Source text »

What human qualities are in demand in a situation of uncertainty, pervasive communication, and strategic instability?
The easiest way for an individual to cope with such a situation is for him or her to get lost, become apathetic, or imagine himself or herself as a disordered Brownian particle, provided by others with a vector of motion. When nothing depends on you, you’re welcome to engage in irresponsible behaviour. It’s quite a comfortable position to be in, and many people have chosen this option.
The other pole is emotional exaltation under the guise of defending other people’s rights. Often this exaltation leads to the establishment of a totalitarian order, because there is a very thin line between normative defence and attack. We see this today in the phenomena of culture wars and cancel culture.
Leaders are less often noticed who are ready to “keep the steering wheel steady”. They find themselves affected by the same conditions as everyone else – life for them is just as hard and will not be easier. However, while some view the current situation as a tragedy, responsible leaders are ready to take responsibility for their fellow citizens and try to make their lives a little better. As in past centuries, existential optimism and focusing on a better future gives people the ability to transform those around them.

Direction 1 »
Swap "exaltation" for "fervor" in the passage on leadership under uncertainty, then write out the stretch from "The easiest way" through "and cancel culture." with that change.

Dataset records »

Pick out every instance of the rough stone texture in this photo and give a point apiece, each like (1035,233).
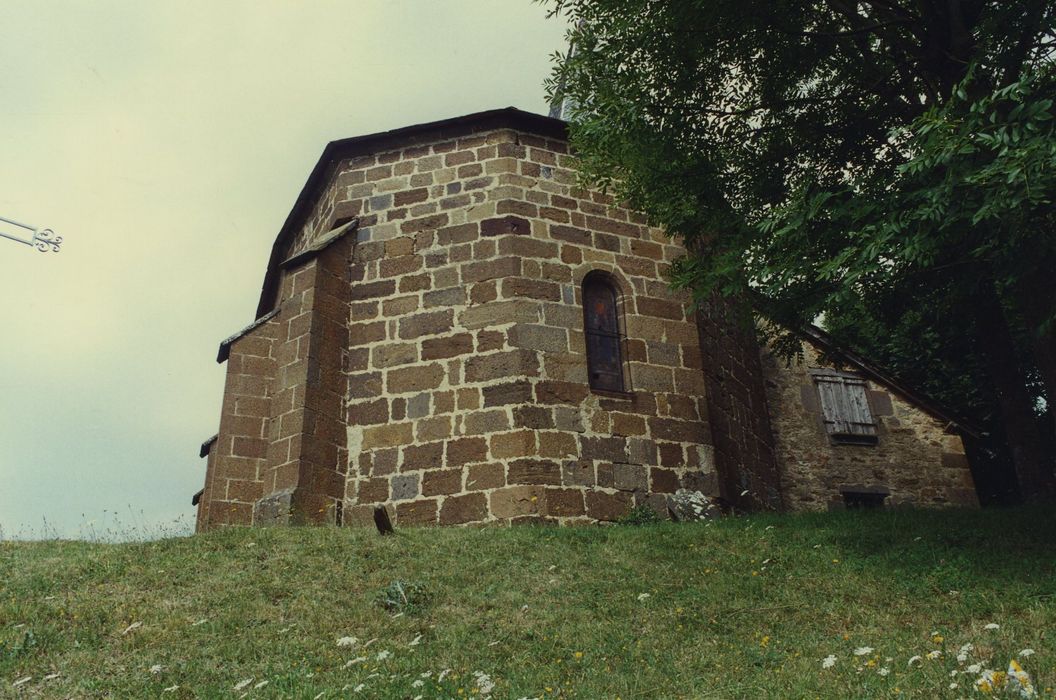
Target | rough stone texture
(476,370)
(915,458)
(737,407)
(433,361)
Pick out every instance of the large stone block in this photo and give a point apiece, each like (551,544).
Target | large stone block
(502,365)
(607,506)
(469,508)
(416,378)
(465,450)
(495,314)
(515,500)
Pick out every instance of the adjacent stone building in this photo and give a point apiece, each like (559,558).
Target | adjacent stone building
(450,327)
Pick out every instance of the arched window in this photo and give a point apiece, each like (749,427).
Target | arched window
(601,323)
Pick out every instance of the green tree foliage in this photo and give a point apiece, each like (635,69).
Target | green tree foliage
(852,158)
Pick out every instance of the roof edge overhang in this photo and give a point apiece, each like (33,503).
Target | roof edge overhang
(824,341)
(509,117)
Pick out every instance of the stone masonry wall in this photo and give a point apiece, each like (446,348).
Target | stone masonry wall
(467,394)
(737,405)
(915,458)
(239,455)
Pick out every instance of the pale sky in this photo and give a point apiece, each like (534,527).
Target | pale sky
(166,142)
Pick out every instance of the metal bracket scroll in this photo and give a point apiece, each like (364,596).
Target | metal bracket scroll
(41,239)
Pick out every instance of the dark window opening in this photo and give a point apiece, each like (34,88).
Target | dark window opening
(601,325)
(863,500)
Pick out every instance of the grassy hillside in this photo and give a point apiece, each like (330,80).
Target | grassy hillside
(742,607)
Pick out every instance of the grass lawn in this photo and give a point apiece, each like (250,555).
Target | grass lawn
(737,608)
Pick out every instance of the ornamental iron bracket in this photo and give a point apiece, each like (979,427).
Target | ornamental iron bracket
(41,239)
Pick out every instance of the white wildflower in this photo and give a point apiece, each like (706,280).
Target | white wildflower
(484,682)
(1019,681)
(990,681)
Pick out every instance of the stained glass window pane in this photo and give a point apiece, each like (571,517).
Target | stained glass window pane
(604,358)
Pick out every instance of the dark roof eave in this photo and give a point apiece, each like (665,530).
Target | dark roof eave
(225,345)
(508,117)
(204,450)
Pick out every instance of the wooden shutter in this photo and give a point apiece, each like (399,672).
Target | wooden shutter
(845,405)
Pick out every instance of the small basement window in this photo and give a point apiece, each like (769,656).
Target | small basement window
(864,499)
(601,324)
(845,408)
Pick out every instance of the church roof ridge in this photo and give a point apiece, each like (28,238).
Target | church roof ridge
(343,148)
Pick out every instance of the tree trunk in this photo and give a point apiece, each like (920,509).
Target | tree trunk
(1036,300)
(1032,465)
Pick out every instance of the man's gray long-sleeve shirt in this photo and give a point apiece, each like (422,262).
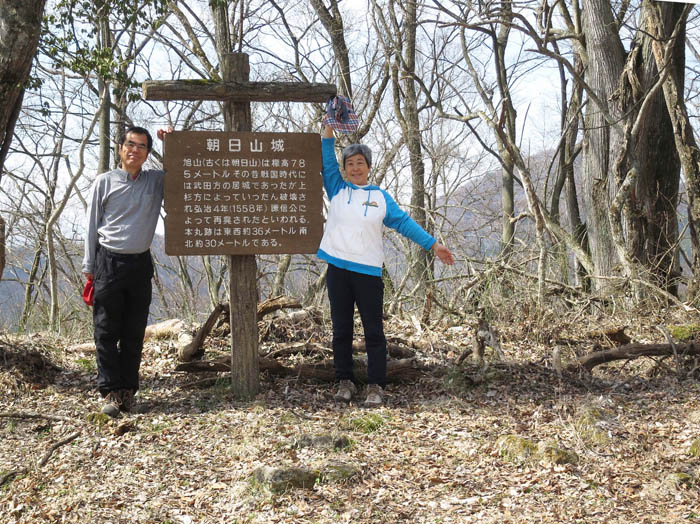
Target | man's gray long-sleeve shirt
(123,213)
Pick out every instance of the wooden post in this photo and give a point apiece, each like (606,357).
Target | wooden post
(245,379)
(2,246)
(237,92)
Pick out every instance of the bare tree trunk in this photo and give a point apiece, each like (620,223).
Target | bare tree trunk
(28,290)
(650,219)
(282,268)
(666,56)
(245,374)
(20,26)
(333,23)
(103,163)
(606,58)
(507,121)
(2,246)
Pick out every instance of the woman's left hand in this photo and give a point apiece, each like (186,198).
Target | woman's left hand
(443,253)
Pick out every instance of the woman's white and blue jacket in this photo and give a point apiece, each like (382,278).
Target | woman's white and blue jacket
(352,238)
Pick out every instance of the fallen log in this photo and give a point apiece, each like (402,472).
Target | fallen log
(221,314)
(394,350)
(403,370)
(631,351)
(276,303)
(194,349)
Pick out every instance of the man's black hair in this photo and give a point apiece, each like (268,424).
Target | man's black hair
(137,131)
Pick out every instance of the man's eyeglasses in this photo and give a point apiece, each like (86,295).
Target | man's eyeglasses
(135,145)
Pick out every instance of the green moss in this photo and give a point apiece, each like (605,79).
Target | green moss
(339,471)
(588,425)
(99,419)
(678,479)
(684,332)
(552,453)
(516,448)
(368,423)
(695,448)
(87,364)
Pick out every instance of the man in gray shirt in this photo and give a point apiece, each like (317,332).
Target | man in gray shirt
(121,221)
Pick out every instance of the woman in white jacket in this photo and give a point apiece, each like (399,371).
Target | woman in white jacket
(352,246)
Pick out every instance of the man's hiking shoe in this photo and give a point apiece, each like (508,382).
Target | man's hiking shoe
(126,400)
(111,405)
(346,389)
(375,396)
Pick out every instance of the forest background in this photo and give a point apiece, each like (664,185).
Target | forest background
(550,375)
(534,139)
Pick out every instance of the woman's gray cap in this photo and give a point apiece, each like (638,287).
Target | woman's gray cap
(355,149)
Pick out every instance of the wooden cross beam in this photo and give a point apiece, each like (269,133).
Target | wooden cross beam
(237,93)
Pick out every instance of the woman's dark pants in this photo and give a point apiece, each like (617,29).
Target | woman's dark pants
(120,313)
(345,289)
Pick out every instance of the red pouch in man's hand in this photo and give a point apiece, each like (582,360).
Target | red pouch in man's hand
(88,292)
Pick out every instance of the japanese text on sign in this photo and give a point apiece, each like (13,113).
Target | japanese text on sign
(242,193)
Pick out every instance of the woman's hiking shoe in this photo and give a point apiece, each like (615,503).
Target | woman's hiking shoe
(126,400)
(111,405)
(346,389)
(375,396)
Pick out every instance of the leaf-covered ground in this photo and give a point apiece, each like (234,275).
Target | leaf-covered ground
(432,454)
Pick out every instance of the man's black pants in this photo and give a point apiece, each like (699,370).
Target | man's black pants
(120,313)
(345,289)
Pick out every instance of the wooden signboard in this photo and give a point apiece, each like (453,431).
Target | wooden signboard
(242,193)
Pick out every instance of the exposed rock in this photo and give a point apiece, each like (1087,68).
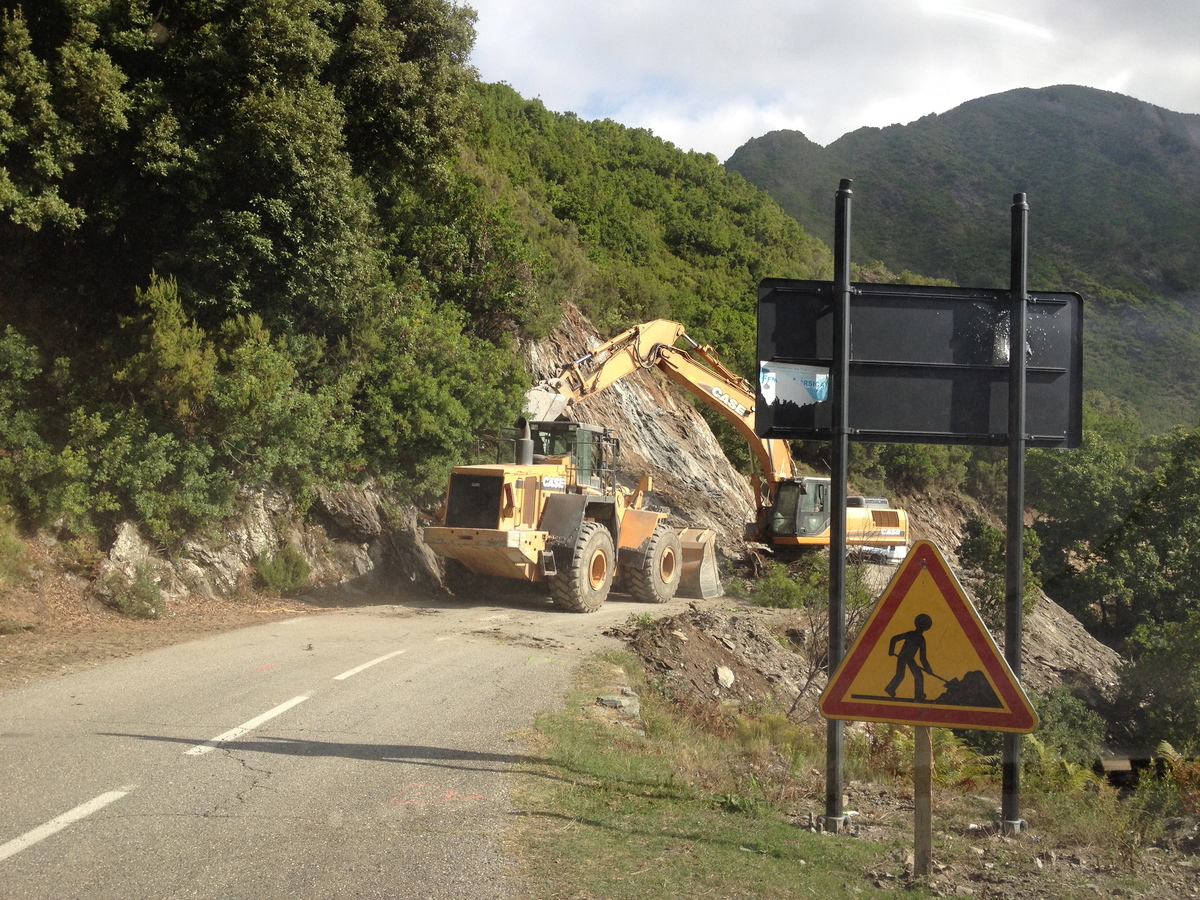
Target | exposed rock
(1056,649)
(347,547)
(661,435)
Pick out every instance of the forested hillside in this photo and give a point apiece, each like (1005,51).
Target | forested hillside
(1114,185)
(298,241)
(295,240)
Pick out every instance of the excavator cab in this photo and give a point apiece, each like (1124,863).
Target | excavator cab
(802,508)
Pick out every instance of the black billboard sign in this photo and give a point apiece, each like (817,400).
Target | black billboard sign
(928,365)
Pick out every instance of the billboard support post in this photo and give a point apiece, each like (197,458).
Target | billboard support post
(839,443)
(1014,573)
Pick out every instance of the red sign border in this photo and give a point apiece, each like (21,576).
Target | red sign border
(925,556)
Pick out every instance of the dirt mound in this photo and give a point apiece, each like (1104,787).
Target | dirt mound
(706,657)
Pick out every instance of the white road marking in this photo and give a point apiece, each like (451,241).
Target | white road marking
(366,665)
(233,733)
(60,822)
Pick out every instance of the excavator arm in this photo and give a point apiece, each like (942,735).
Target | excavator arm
(652,346)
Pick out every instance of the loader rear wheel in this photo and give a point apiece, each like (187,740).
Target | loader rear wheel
(657,579)
(583,585)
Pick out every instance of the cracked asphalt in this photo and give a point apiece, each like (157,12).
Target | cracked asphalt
(351,754)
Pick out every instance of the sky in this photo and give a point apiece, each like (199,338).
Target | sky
(709,75)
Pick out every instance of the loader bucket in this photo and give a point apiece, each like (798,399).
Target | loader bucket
(699,579)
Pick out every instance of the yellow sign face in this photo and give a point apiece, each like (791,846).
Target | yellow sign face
(925,658)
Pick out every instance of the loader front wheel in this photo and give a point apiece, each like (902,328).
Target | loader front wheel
(583,585)
(657,579)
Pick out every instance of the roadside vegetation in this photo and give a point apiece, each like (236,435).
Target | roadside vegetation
(711,801)
(297,241)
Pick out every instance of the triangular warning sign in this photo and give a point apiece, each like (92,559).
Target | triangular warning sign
(925,658)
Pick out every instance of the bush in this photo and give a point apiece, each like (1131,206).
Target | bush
(13,561)
(138,597)
(285,570)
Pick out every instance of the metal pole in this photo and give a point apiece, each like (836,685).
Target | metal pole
(1014,575)
(834,816)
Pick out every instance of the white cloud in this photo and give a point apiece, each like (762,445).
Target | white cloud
(709,75)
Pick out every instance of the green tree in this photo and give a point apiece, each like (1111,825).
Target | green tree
(1159,695)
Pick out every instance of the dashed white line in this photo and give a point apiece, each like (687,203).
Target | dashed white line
(233,733)
(366,665)
(59,822)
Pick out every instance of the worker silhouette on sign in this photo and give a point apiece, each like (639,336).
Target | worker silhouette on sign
(913,646)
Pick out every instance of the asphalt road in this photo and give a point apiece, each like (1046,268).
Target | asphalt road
(352,754)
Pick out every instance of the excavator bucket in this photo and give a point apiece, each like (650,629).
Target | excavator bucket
(699,579)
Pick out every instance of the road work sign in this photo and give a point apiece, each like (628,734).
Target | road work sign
(925,658)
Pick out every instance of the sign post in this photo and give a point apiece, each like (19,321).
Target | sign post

Direction 2 »
Find each line of the records that contains the string "roadside", and copy every such line. Case counts.

Exercise solution 1 »
The easiest way for an individual to cope with such a situation is for him or her to get lost, become apathetic, or imagine himself or herself as a disordered Brownian particle, provided by others with a vector of motion. When nothing depends on you, you’re welcome to engage in irresponsible behaviour. It’s quite a comfortable position to be in, and many people have chosen this option.
The other pole is emotional fervor under the guise of defending other people’s rights. Often this fervor leads to the establishment of a totalitarian order, because there is a very thin line between normative defence and attack. We see this today in the phenomena of culture wars and cancel culture.

Exercise solution 2 »
Pick out every instance of the roadside vegetation in this photo and give a point apiece, each like (236,435).
Target | roadside vegetation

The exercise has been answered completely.